Angezeigter Text:
☆ ☆ ☆ ☆

# Java Andere Fenster in Borderless-Mode setzen



## IAmAWard (10. Nov 2018)

*Hey Leute,*

ich wollte fragen ob es möglich ist mittels Java ein anderes Fenster (Spiel) in den Borderless Window Mode zu setzen. Weil wenn man ein Fenster in "Always on Top" hat wird es trotzdem hinter ein Fenster gesetzt was im F11 Vollbild modus ist. Aber ist es nur im Borderless-Mode bleibt es darüber. 

Freue mich auf Antworten.
Mfg. Ward


----------



## krgewb (12. Nov 2018)

Borderless? Also es gibt die Klasse JWindow. Ein Objekt der Klasse JWindow hat standardmäßfig keine Titelleiste.


----------



## IAmAWard (12. Nov 2018)

Ja es gibt so genannte „Borderless Window“ Es sieht so aus als wäre es im Volllbildmodus, aber andere Fenster, welche always on top sind bleiben auch oben. Wenn du ein Spiel zB Minecraft im Vollbildmodus hast, dann kann kein anderes Fenster darüber liegen


----------



## Robat (12. Nov 2018)

☆ ☆ ☆ ☆

Schriftliche Aufgabe a: Welche Klasse nennt krgewb im Forumsthread als eine, deren Objekte standardmäßig keine Titelleiste haben?
Der Text und die Datensätze hängen inhaltlich nicht zusammen.

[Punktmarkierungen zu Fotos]
☆ ☆ ☆ ☆

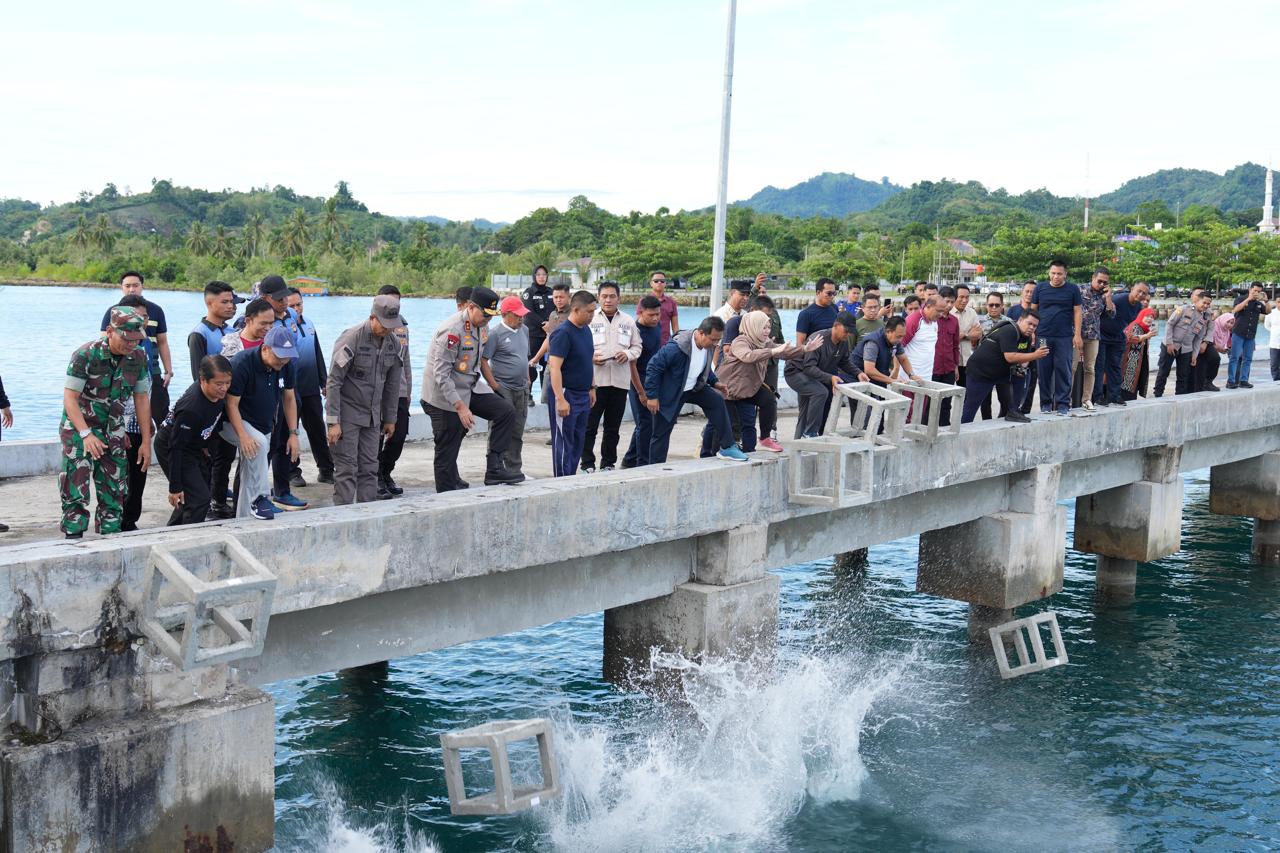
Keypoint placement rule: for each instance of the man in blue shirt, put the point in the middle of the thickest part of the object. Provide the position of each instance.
(819, 315)
(571, 368)
(261, 384)
(1128, 304)
(1059, 306)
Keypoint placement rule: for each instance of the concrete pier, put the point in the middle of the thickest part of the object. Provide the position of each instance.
(128, 751)
(1252, 488)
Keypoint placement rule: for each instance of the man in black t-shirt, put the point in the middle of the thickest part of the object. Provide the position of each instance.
(1247, 311)
(1006, 346)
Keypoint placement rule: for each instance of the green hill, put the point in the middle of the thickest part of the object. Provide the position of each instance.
(1239, 188)
(831, 194)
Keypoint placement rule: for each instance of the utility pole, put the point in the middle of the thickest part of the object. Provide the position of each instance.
(722, 195)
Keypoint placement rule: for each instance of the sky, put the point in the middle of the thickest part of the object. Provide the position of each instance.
(492, 108)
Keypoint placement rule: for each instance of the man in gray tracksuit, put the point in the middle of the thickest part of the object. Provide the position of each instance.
(362, 397)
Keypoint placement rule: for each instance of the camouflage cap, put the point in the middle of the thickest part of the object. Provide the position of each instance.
(128, 323)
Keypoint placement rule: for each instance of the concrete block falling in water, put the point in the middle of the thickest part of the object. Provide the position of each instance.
(506, 797)
(1037, 661)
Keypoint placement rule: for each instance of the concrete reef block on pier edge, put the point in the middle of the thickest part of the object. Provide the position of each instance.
(196, 778)
(1001, 560)
(1249, 487)
(736, 620)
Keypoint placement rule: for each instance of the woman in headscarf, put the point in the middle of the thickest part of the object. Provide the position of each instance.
(1137, 334)
(741, 370)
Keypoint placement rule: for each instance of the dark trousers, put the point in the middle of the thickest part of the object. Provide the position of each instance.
(712, 405)
(448, 433)
(638, 452)
(193, 475)
(568, 433)
(977, 395)
(222, 457)
(1206, 368)
(137, 477)
(391, 448)
(282, 466)
(1162, 366)
(1055, 374)
(311, 419)
(814, 398)
(1112, 357)
(609, 405)
(950, 379)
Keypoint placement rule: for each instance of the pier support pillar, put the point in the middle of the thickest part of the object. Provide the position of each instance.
(1004, 560)
(1132, 524)
(117, 749)
(1252, 488)
(730, 609)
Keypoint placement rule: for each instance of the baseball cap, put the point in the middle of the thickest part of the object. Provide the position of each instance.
(512, 305)
(127, 322)
(280, 342)
(485, 300)
(274, 287)
(387, 311)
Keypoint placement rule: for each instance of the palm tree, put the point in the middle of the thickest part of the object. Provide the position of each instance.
(224, 245)
(104, 235)
(255, 228)
(82, 236)
(295, 235)
(197, 238)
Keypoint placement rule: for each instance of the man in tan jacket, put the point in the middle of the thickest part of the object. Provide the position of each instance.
(617, 345)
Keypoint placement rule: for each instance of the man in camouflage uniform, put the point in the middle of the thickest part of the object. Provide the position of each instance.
(100, 378)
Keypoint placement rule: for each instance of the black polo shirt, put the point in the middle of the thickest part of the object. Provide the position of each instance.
(259, 388)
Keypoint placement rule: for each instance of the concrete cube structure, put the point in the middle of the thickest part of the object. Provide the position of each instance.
(878, 414)
(176, 597)
(506, 797)
(1037, 661)
(926, 414)
(831, 471)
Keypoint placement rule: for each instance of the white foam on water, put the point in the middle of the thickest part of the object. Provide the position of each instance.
(728, 769)
(336, 833)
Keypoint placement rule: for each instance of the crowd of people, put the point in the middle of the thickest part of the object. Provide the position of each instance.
(260, 375)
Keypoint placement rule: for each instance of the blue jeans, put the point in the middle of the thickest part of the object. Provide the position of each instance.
(1112, 356)
(568, 433)
(1055, 374)
(1240, 359)
(712, 405)
(638, 452)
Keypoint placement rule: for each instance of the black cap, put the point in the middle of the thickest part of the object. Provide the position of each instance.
(485, 299)
(274, 287)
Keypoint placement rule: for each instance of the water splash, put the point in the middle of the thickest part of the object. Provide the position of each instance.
(728, 767)
(336, 830)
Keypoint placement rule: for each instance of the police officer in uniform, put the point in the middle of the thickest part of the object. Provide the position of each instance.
(362, 395)
(453, 400)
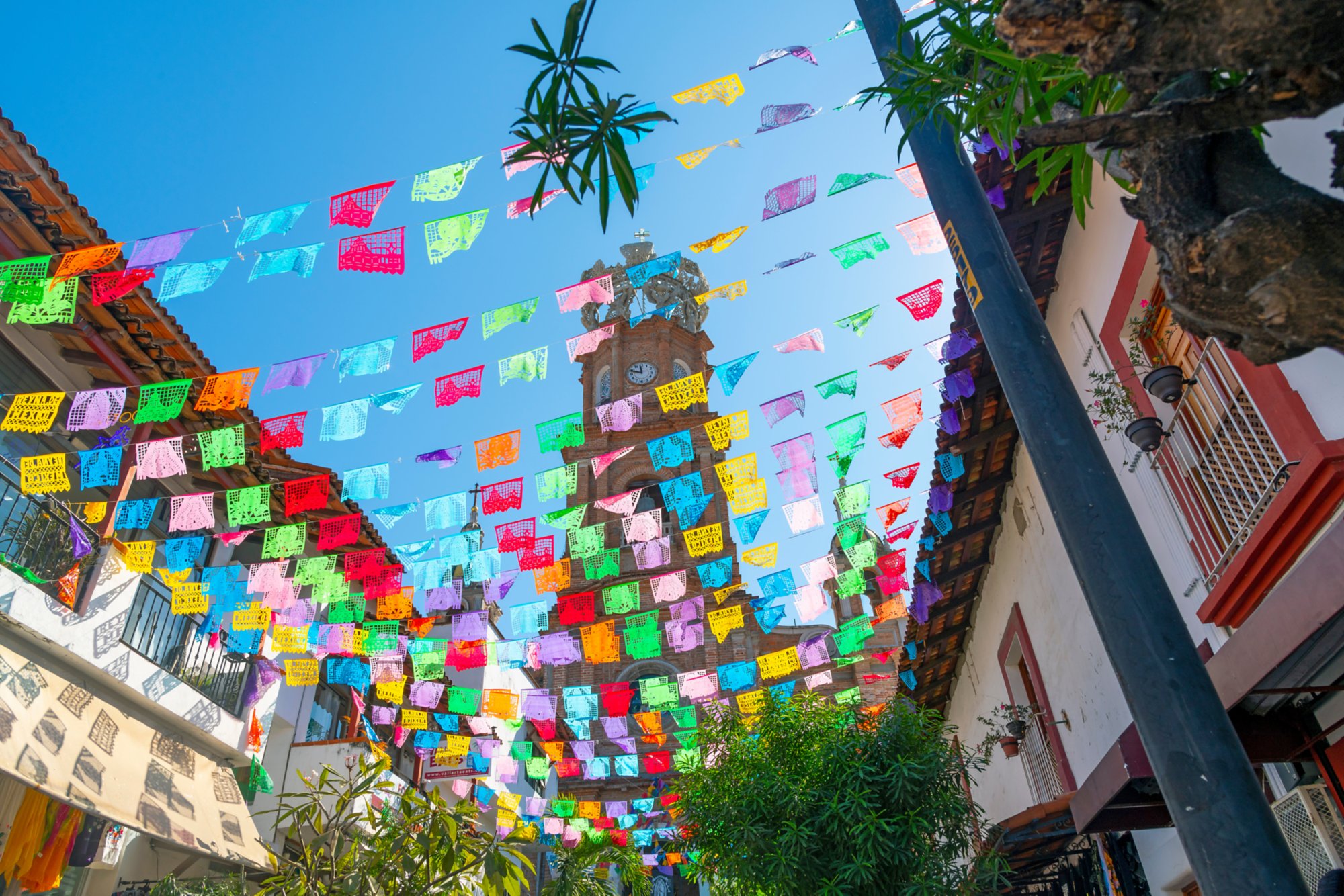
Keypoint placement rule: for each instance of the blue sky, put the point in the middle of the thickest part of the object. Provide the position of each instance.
(186, 114)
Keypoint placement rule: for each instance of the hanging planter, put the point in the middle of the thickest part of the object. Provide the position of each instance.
(1146, 433)
(1166, 384)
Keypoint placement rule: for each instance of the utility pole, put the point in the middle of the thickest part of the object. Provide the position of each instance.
(1220, 811)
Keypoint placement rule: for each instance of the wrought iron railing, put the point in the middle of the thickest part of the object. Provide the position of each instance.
(36, 531)
(1221, 463)
(170, 641)
(1041, 762)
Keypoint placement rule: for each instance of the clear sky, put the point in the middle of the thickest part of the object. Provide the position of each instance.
(182, 115)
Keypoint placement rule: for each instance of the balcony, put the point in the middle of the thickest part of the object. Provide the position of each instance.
(1220, 463)
(171, 643)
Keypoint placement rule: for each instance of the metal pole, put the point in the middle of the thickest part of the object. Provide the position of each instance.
(1221, 815)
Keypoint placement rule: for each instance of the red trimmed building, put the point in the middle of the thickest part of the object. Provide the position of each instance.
(1241, 504)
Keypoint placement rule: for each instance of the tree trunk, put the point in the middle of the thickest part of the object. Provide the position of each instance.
(1247, 253)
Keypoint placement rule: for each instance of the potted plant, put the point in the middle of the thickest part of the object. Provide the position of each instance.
(1007, 725)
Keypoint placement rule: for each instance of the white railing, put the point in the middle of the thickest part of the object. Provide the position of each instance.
(1220, 461)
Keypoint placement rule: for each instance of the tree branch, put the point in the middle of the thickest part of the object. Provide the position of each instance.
(1302, 93)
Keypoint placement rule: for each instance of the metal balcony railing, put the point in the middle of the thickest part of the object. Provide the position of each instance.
(1040, 762)
(1220, 461)
(170, 641)
(36, 531)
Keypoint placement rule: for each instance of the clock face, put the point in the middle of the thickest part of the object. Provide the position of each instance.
(642, 373)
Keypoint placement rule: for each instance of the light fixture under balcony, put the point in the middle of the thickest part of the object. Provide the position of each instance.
(1146, 433)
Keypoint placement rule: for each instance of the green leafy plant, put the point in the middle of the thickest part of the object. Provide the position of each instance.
(811, 797)
(1003, 722)
(571, 127)
(963, 73)
(575, 868)
(342, 843)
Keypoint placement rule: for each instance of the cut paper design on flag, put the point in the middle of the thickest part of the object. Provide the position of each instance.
(791, 263)
(498, 319)
(795, 452)
(799, 482)
(193, 277)
(296, 373)
(358, 206)
(693, 159)
(283, 432)
(53, 304)
(447, 236)
(498, 451)
(843, 385)
(850, 182)
(442, 185)
(810, 342)
(796, 52)
(720, 242)
(849, 433)
(911, 177)
(44, 475)
(857, 251)
(803, 515)
(161, 459)
(346, 421)
(951, 347)
(561, 433)
(114, 285)
(725, 89)
(452, 389)
(894, 362)
(667, 265)
(592, 291)
(298, 260)
(763, 557)
(526, 366)
(729, 292)
(724, 431)
(378, 253)
(924, 303)
(366, 358)
(528, 206)
(162, 402)
(858, 322)
(228, 392)
(36, 412)
(444, 457)
(788, 197)
(749, 526)
(682, 394)
(429, 341)
(778, 409)
(81, 261)
(623, 414)
(279, 221)
(730, 373)
(643, 175)
(924, 234)
(849, 29)
(158, 251)
(588, 343)
(775, 118)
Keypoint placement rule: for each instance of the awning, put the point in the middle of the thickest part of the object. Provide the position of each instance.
(1292, 635)
(75, 748)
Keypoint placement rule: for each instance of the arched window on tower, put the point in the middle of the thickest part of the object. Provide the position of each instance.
(604, 386)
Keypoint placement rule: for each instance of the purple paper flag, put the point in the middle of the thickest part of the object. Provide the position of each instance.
(296, 373)
(786, 198)
(158, 251)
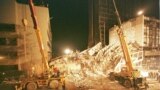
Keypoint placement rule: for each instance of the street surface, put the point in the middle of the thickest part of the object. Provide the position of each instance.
(105, 84)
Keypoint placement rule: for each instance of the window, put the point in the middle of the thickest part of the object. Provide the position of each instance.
(7, 27)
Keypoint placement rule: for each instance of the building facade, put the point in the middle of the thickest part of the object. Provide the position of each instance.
(18, 41)
(145, 32)
(102, 16)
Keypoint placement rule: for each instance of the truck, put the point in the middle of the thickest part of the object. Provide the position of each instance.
(47, 79)
(128, 76)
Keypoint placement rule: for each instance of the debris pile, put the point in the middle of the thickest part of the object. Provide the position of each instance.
(90, 66)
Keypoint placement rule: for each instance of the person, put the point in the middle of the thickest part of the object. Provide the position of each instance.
(55, 72)
(135, 75)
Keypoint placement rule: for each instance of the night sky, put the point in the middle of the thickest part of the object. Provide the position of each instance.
(69, 24)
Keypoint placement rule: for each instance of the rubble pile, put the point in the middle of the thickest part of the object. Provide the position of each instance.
(92, 65)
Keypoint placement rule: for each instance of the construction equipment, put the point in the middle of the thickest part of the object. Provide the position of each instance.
(128, 76)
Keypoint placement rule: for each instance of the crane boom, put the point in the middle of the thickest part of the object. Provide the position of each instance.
(123, 43)
(38, 34)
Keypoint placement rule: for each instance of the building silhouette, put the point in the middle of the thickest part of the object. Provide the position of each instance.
(102, 16)
(18, 42)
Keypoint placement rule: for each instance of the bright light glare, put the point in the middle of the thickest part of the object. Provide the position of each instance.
(144, 74)
(67, 51)
(140, 12)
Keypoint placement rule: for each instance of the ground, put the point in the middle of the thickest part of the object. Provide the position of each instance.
(106, 84)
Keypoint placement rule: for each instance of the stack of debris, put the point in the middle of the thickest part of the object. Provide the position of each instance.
(89, 67)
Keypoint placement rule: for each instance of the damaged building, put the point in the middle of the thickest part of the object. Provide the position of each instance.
(18, 42)
(145, 32)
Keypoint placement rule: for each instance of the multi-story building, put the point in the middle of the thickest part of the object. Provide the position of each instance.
(145, 32)
(18, 41)
(102, 16)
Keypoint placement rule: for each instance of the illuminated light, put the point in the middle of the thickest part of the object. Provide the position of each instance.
(140, 12)
(67, 51)
(144, 74)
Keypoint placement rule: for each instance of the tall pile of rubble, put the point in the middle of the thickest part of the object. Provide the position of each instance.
(90, 66)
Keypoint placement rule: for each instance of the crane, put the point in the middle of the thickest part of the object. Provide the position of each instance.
(126, 75)
(38, 34)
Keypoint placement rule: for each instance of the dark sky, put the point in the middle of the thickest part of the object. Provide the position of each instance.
(69, 24)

☆ ☆ ☆ ☆

Schriftliche Aufgabe b: Bearbeite in den Datensätzen alles von der Zeile mit „Keypoint placement rule: for each instance of the hanging“ bis hinunter zur Zeile mit „(1221, 815)“, indem du „utility pole“ durch „power pole“ ersetzt. Gib nur diese Zeilen aus und lass alles andere unverändert.

Endergebnis a: Die Klasse JWindow.

Endergebnis b:
Keypoint placement rule: for each instance of the hanging planter, put the point in the middle of the thickest part of the object. Provide the position of each instance.
(1146, 433)
(1166, 384)
Keypoint placement rule: for each instance of the power pole, put the point in the middle of the thickest part of the object. Provide the position of each instance.
(1220, 811)
Keypoint placement rule: for each instance of the wrought iron railing, put the point in the middle of the thickest part of the object. Provide the position of each instance.
(36, 531)
(1221, 463)
(170, 641)
(1041, 762)
Keypoint placement rule: for each instance of the clear sky, put the point in the middle of the thickest part of the object. Provide the position of each instance.
(182, 115)
Keypoint placement rule: for each instance of the balcony, put the point in the middle of the thickest part of the object. Provide the position of each instance.
(1220, 463)
(171, 643)
Keypoint placement rule: for each instance of the metal pole, put the point in the middle of the thickest part of the object. Provide the position of each instance.
(1221, 815)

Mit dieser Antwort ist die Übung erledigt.